__To be done__: Copy out all the material below, substituting "occurrence" for each "instance" and changing nothing else. Leave the pictures out of your copy.

-- start of Records supplied --

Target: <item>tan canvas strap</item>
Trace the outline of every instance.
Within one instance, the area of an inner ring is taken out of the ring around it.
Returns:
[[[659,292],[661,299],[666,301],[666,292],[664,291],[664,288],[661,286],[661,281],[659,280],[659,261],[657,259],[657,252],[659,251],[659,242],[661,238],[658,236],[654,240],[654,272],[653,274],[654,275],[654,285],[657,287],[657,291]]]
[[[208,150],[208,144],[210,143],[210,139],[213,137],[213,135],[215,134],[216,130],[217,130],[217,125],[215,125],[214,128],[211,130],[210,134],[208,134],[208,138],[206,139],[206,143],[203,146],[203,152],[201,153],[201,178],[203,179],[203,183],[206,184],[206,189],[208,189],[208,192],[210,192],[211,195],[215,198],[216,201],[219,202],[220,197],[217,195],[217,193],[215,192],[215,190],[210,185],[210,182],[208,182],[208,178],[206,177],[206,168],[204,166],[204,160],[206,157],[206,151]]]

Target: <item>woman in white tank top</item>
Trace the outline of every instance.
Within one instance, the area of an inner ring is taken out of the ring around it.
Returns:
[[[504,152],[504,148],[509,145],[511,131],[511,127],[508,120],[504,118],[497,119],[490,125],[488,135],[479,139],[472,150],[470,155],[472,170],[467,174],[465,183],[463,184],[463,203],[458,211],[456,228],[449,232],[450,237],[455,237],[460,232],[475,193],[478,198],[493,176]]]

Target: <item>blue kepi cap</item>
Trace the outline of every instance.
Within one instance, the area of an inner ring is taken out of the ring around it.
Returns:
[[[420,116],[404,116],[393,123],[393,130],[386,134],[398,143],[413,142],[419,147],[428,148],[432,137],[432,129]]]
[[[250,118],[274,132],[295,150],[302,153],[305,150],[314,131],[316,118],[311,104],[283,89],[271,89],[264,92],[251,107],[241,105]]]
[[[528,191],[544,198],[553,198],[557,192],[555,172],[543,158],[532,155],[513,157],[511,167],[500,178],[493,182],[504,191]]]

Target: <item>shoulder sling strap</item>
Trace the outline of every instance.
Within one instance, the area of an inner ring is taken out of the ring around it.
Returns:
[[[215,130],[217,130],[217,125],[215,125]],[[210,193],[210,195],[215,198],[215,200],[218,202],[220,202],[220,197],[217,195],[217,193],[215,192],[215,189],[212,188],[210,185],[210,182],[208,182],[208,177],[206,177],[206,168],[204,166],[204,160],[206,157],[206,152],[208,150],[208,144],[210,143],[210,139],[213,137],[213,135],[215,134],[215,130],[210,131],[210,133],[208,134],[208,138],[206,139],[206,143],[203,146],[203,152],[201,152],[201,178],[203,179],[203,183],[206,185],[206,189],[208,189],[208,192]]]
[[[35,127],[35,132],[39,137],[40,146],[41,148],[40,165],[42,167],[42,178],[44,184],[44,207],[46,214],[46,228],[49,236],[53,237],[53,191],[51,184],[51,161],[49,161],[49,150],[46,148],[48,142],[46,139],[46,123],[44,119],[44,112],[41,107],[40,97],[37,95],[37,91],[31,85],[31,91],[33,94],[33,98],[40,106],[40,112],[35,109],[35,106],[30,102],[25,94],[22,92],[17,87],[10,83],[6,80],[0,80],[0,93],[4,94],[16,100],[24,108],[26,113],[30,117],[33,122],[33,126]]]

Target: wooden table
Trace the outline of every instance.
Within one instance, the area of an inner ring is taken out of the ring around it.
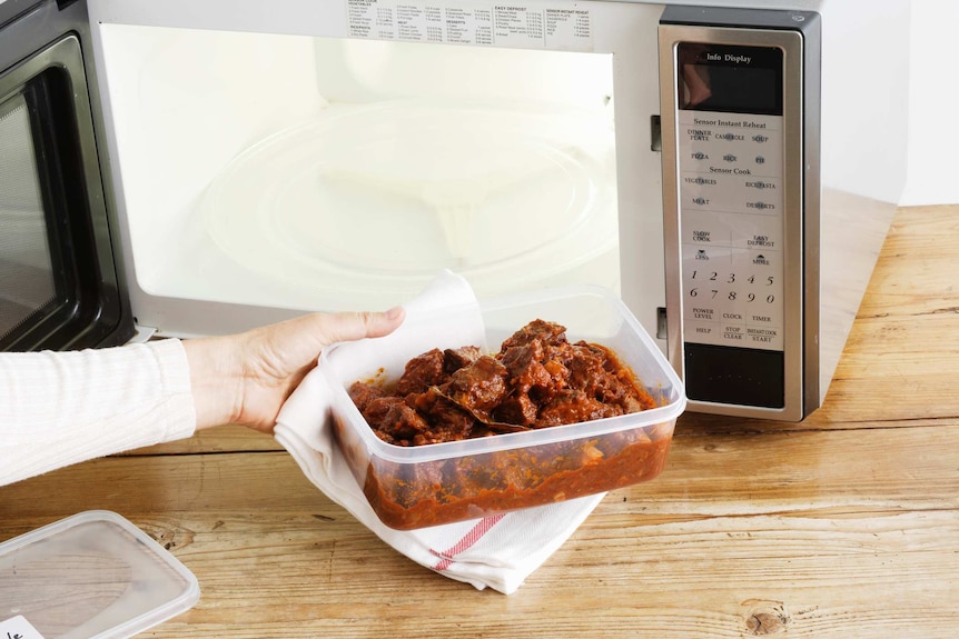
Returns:
[[[393,551],[238,428],[0,488],[0,540],[122,513],[198,577],[151,637],[959,633],[959,208],[899,211],[824,406],[685,415],[514,595]]]

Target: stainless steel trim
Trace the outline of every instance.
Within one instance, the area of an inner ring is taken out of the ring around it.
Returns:
[[[783,274],[785,296],[783,307],[785,406],[783,409],[744,407],[713,402],[690,401],[689,410],[718,415],[801,420],[807,412],[804,389],[808,385],[805,339],[819,332],[819,314],[805,312],[805,247],[812,238],[804,236],[807,218],[818,220],[819,211],[804,210],[804,146],[803,146],[803,38],[798,31],[773,29],[740,29],[683,24],[660,26],[660,97],[663,136],[663,224],[666,256],[666,306],[669,312],[668,355],[684,377],[683,363],[683,296],[682,256],[679,209],[678,159],[678,96],[676,46],[680,42],[778,47],[783,51],[783,181],[785,212],[783,220]],[[818,184],[817,184],[818,190]],[[815,203],[817,202],[809,202]],[[817,224],[818,228],[818,224]],[[814,243],[818,246],[818,238]],[[814,326],[810,326],[814,325]],[[814,347],[810,347],[814,348]],[[818,373],[817,373],[818,375]]]

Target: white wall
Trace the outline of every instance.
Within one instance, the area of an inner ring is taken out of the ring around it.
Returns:
[[[900,204],[959,203],[959,2],[912,0],[911,19],[909,169]]]

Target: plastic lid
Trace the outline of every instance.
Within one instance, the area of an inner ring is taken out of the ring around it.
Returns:
[[[0,630],[26,620],[43,639],[132,637],[199,596],[194,573],[116,512],[81,512],[0,543]]]

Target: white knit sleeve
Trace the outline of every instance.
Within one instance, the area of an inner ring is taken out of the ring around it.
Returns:
[[[0,486],[195,429],[179,340],[0,353]]]

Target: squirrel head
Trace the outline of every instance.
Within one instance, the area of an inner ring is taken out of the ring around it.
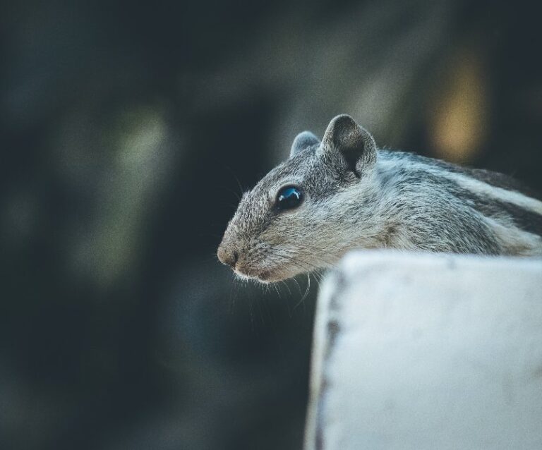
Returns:
[[[288,160],[243,194],[219,260],[265,283],[332,265],[350,248],[352,208],[363,207],[375,162],[374,139],[349,116],[333,118],[321,141],[299,134]]]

-- end of Records supplied --

__Solution to this exercise__:
Target: <item>tan canvas strap</item>
Trace the outline of every occurrence.
Within one occurrence, the area of an inner ring is taken out of the ring around it.
Returns:
[[[659,292],[661,299],[666,301],[666,292],[664,291],[664,288],[661,286],[661,281],[659,280],[659,261],[657,259],[657,252],[659,251],[659,242],[661,238],[658,236],[654,240],[654,272],[653,274],[654,275],[654,285],[657,287],[657,291]]]
[[[208,150],[208,144],[210,143],[210,139],[213,137],[213,135],[215,134],[216,130],[217,130],[217,125],[215,125],[214,128],[211,130],[210,134],[208,134],[208,138],[206,139],[206,143],[203,146],[203,152],[201,153],[201,178],[203,179],[203,183],[206,184],[206,189],[208,189],[208,192],[210,192],[211,195],[215,198],[216,201],[219,202],[220,197],[217,195],[217,193],[215,192],[215,190],[210,185],[210,182],[208,182],[208,178],[206,177],[206,168],[204,166],[204,160],[206,157],[206,151]]]

Target: <item>woman in white tank top</item>
Trace the outline of every occurrence.
Within one occurrence, the area of an inner ring is taken out of the ring around it.
Returns:
[[[504,152],[504,148],[509,145],[511,131],[511,127],[508,120],[504,118],[497,119],[490,125],[488,135],[479,139],[472,150],[470,155],[472,170],[467,174],[465,183],[463,184],[463,203],[458,211],[456,228],[449,232],[450,237],[455,237],[460,232],[475,193],[478,198],[493,176]]]

Target: <item>blue kepi cap</item>
Trace the outline of every occurrence.
Within one occurrence, the area of an inner ring is taken out of the ring around it.
Returns:
[[[420,116],[404,116],[393,123],[393,130],[386,134],[398,143],[413,142],[419,147],[428,148],[432,137],[432,129]]]
[[[250,118],[274,132],[295,150],[302,153],[305,150],[314,131],[316,118],[311,104],[283,89],[271,89],[264,92],[251,107],[241,105]]]
[[[528,191],[544,198],[553,198],[557,192],[555,172],[543,158],[532,155],[513,157],[511,167],[500,178],[493,182],[504,191]]]

Target: <item>shoulder sling strap</item>
Trace the outline of every occurrence.
Within one occurrence, the area of an inner ring is taken out of the ring around it.
Returns:
[[[215,130],[217,130],[217,125],[215,125]],[[210,193],[210,195],[215,198],[215,200],[218,202],[220,202],[220,197],[217,195],[217,193],[215,192],[215,189],[212,188],[210,185],[210,182],[208,182],[208,177],[206,177],[206,168],[204,166],[204,160],[206,157],[206,152],[208,150],[208,144],[210,143],[210,139],[213,137],[213,135],[215,134],[215,130],[210,131],[210,133],[208,134],[208,138],[206,139],[206,143],[203,146],[203,152],[201,152],[201,178],[203,179],[203,183],[206,185],[206,189],[208,189],[208,192]]]
[[[35,127],[35,132],[39,137],[40,146],[41,148],[40,165],[42,167],[42,178],[44,184],[44,207],[46,214],[46,228],[49,236],[53,237],[53,191],[51,184],[51,161],[49,161],[49,150],[46,148],[48,142],[46,139],[46,123],[44,119],[44,112],[41,107],[40,97],[37,95],[37,91],[31,85],[31,91],[33,94],[33,98],[40,106],[40,112],[35,109],[35,106],[30,102],[25,94],[22,92],[17,87],[10,83],[6,80],[0,80],[0,93],[4,94],[16,100],[24,108],[26,113],[30,117],[33,122],[33,126]]]

Target: wooden table
Trace the outline of every occurrence.
Within one occurrence, the area of an inner ring is taken out of the ring around it.
Returns:
[[[393,551],[238,428],[0,488],[0,540],[122,513],[198,577],[151,637],[959,633],[959,208],[899,211],[824,406],[685,415],[514,595]]]

Target: stainless steel trim
Trace the outline of every occurrence.
Within one occurrence, the area of an inner ring is taken out of the ring around it.
Returns:
[[[783,274],[785,296],[783,307],[785,406],[783,409],[744,407],[713,402],[690,401],[689,410],[718,415],[801,420],[807,412],[804,389],[808,385],[805,339],[819,332],[819,314],[805,312],[805,247],[812,238],[804,236],[807,218],[818,220],[819,211],[804,210],[804,146],[803,146],[803,38],[798,31],[773,29],[740,29],[683,24],[660,26],[660,97],[663,136],[663,224],[666,256],[666,306],[669,312],[668,355],[684,377],[683,363],[683,296],[682,256],[679,209],[678,159],[678,96],[676,46],[680,42],[778,47],[783,51],[783,181],[785,212],[783,220]],[[818,184],[817,184],[818,190]],[[815,203],[817,202],[809,202]],[[817,224],[818,228],[818,224]],[[814,243],[818,246],[818,238]],[[814,326],[810,326],[814,325]],[[814,347],[810,347],[814,348]],[[818,373],[817,373],[818,375]]]

Target: white wall
Trace the outline of every occurrence.
Within one occurrence, the area of an inner ring is taken out of the ring around it.
Returns:
[[[900,204],[959,203],[959,2],[912,0],[911,19],[909,169]]]

Target: plastic lid
Trace the outline of every occurrence.
Within one occurrence, the area of an inner ring is taken out of the ring around it.
Returns:
[[[0,630],[26,620],[43,639],[132,637],[199,596],[194,573],[116,512],[81,512],[0,543]]]

Target: white knit sleeve
Trace the outline of every occurrence.
Within one occurrence, the area of an inner ring is taken out of the ring around it.
Returns:
[[[0,486],[195,429],[179,340],[0,353]]]

Target: squirrel head
Trace the outline of every occurrence.
Within one occurrence, the area of an inner ring is taken out of the ring around it.
Returns:
[[[288,160],[243,194],[219,260],[265,283],[332,265],[350,248],[352,208],[363,207],[375,162],[374,139],[349,116],[333,118],[321,141],[299,134]]]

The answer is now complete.